## start DOCUMENT TEXT

Doc: N1985==06-055

Date: 2006-04-06

Author: Jack W. Reeves

jack.reeves@bleading-edge.com

 

Request the Standard Provide Explicit
Specialization of char_traits For All Built-in Character Types

 

Changes to Section 21.1 [lib.char.traits]

 

The Standard does not require explicit specializations of std::char_traits<> for any type other than ‘char’ and ‘wchar_t’. This can lead to some unexpected and undesirable behavior.

 

Consider the following:

            std::basic_string<unsigned char> buffer;

 

This is shorthand for

            std::basic_string<unsigned char, std::char_traits<unsigned char>, std::allocator<unsigned char> > buffer;

 

This yields undefined behavior since the standard only provides a declaration for std::char_traits<> and does not require an explicit specialization of std::char_traits<unsigned char>.

 

Naturally, undefined behavior can mean anything, but several possible results are common.

 

  1. The implementation is minimal and provides only the required explicit specializations. In this case, the above code will not compile.

 

  1. Some implementations attempt to provide a definition of the template class std::char_traits<> itself based upon the requirements in table 39. Although some have argued that this follows from the standard, I have always felt that such a definition has to be considered an implementation extension. In any case, it is problematic since it is basically impossible to provide a template definition that will correctly implement the requirements of table 39 for any POD type. The typical definitions usually do work when specialized with unsigned char however. In such cases, std::basic_string<unsigned char> will appear to work correctly.

## end DOCUMENT TEXT
## start GIVEN INFORMATION

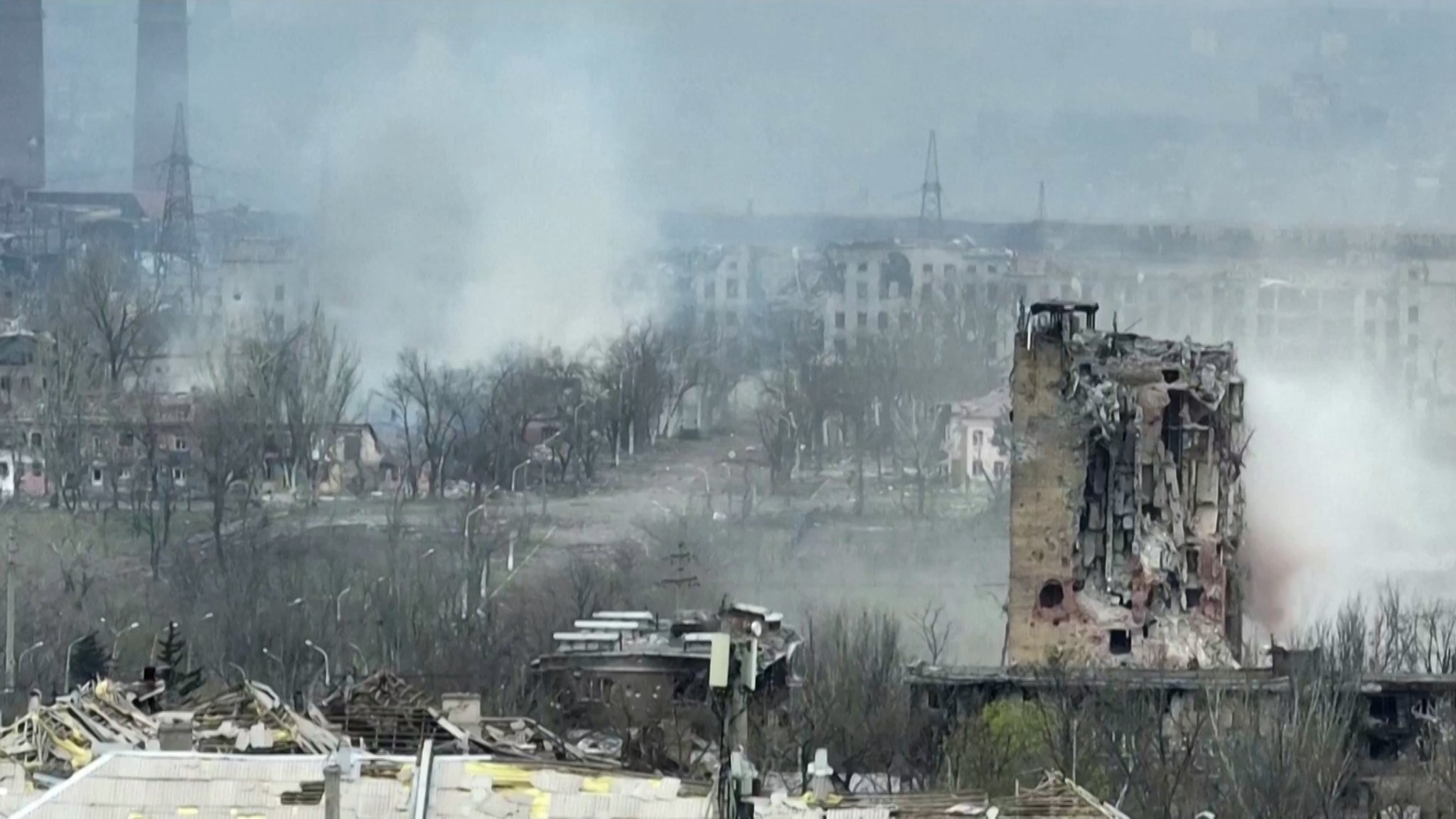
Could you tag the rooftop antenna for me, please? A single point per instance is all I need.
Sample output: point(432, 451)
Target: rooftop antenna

## end GIVEN INFORMATION

» EXERCISE: Write what comes next in the proposal on char_traits specializations, picking up after its final sentence, "In such cases, std::basic_string<unsigned char> will appear to work correctly."

» TASK RESPONSE:
 

  1. Some implementation may provide an implementation extension in the form of an explicit specialization of std::char_traits<unsigned char>. Naturally, on such platforms, std::basic_string<unsigned char> will work correctly.

 

Since the presence of a correct specialization of std::char_traits<unsigned char> is currently an implementation extension, any client attempting to use std::basic_string<unsigned char> in a portable manner will have to provide their own character traits class. Furthermore, they can not provide this as an explicit specialization of std::char_traits<>. The Standard explicitly states that explicit specialization of templates defined in namespace std for anything other than user defined types yields undefined behavior. As a practical matter, such an explicit specialization might work on platform (a) and (b) above, but would clearly clash with the implementation defined extension on platform (c). Furthermore, such an approach causes problems if multiple libraries try it even on platforms (a) and (b).

 

Most users want the declaration of a std::basic_string<unsigned char> to work. The typical user simply expects it to, and the sophisticated user who understands why it doesn’t will still be annoyed with the alternative. After all, the Standard uses std::basic_string<char> so why shouldn’t it work the same for unsigned char?

 

A typical reaction to the fact that std::basic_string<unsigned char> will not work portably is to suggest std::vector<unsigned char>. While this ordinarily will solve an immediate problem, the use of vector instead of basic_string for specializations of built-in types has potential performance hits which make it undesirable for reusable library code. Vector is required to work with any type. As a result, internal copying of vector’s storage must involve loops which invoke copy constructors and destructors. While these operations are NOOPs for built-in types, the loops will still exist and it becomes a “quality of implementation” issue whether they will be optimized away. This is clearly a valid concern, or the Standard would not require the copy(), move(), and assign() operations to be provided by any valid character traits class.

 

Suggested resolution: the Standard should require that explicit specializations of std::char_traits<> be provided for all built-in character types.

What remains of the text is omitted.